-- What you are asked to do --
Answer these questions from the article on the bump stock ruling.
1. How many people did the shooter kill in the 2017 Las Vegas mass shooting?
2. In what year was the bump stock regulation challenged?
3. In what year did Congress pass the law banning machine guns?

Justice Samuel Alito on Friday asserted that Congress could amend the law to successfully ban bump stocks in an opinion concurring with the Supreme Court’s decision Friday to invalidate a Trump-era ban on the devices.
The ban on bump stocks, which allow semi-automatic weapons to fire hundreds of rounds per minute, was implemented by the Trump administration in the wake of the 2017 Las Vegas mass shooting, where a shooter used a bump stock to kill 60 people and wound hundreds of others — the deadliest mass shooting in U.S. history.
The Biden administration later defended the regulation, which was challenged in 2019, before the high court. Both administrations made possessing the devices a criminal offense by newly classifying them as machine guns under long-standing federal law.
Alito, in his opinion, wrote that he agreed the ban should be lifted “because there is simply no other way to read the statutory language.” However, he acknowledged that the Congress that passed the law banning machine guns in 1934 would not have seen “any material difference” between a machine gun and a semiautomatic rifle equipped with a bump stock.

-- Material supplied --
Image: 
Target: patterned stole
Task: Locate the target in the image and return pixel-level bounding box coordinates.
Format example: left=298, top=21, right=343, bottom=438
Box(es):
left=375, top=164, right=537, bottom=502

-- Problem solution --
1. 60
2. 2019
3. 1934